Cosa fare: Nel testo su Stanley Kubrick, quale film fece scoprire il regista a Michel Ciment?
==== Testo di partenza ====
Le guerre di Stanley Kubrick
di Sergio Triolo
Ad un anno dalla morte di Stanley Kubrick, incontro a Gemona,
al vernissage della mostra Stanley Kubrick: verso il 2001,
Michel Ciment, redattore della celebre rivista francese di critica cinematografica
Positif, docente di civiltà americana alla Sorbonne,
nonché estensore della biografia ufficiale del regista newyorchese,
pubblicata in Italia alcuni mesi fa per la Rizzoli e ampliata rispetto all'edizione
francese del 1981.
"The Killing - dichiara Ciment - mi fece scoprire Kubrick.
Fu un film rivelazione per la critica, in quanto permise di osservare attraverso un noir
il vero volto della società americana. I due film che seguirono,
Orizzonti di Gloria e Spartacus,
gli valsero la bollatura di cineasta di sinistra. In realtà, racchiudere Kubrick
in una categoria politica è riduttivo."
Per chi ama Kubrick, Michel Ciment è una vera miniera di notizie, di aneddoti
accumulati in più di trent'anni di amicizia: "Lo conobbi continua Ciment grazie
ad un'intervista in occasione dell'uscita di 2001: A Space Odissey;
in realtà fu difficile farlo rispondere. Capii in fretta che piuttosto
egli amava rispondere alle proprie domande, oppure interrogare chi lo
intervistava, chiedendo giudizi su film di altri cineasti."
==== Materiale mostrato ====
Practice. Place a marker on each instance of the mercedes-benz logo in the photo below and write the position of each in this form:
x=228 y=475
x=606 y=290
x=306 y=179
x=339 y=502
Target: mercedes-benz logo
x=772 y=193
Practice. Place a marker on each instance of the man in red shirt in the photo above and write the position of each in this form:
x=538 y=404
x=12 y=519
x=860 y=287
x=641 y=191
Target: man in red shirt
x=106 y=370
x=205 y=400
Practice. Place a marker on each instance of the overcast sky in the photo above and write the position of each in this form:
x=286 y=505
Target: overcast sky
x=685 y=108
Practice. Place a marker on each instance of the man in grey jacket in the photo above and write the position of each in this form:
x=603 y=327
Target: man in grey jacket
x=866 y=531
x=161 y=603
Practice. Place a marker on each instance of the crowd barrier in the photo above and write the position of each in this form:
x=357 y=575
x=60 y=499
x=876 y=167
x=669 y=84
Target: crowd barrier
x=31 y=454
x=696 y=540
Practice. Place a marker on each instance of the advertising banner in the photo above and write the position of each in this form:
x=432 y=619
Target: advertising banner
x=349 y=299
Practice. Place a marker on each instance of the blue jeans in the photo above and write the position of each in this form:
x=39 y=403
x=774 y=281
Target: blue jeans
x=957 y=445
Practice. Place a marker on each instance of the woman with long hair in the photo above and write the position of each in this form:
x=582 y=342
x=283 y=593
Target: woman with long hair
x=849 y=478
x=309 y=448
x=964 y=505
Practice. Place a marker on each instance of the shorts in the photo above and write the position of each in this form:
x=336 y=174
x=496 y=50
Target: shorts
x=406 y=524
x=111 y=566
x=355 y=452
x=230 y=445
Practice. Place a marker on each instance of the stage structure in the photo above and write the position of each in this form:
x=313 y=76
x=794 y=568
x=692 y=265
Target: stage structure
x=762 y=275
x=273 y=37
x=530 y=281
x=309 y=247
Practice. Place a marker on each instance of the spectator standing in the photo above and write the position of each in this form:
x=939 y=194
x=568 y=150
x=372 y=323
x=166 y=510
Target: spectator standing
====
Risposta attesa: The Killing.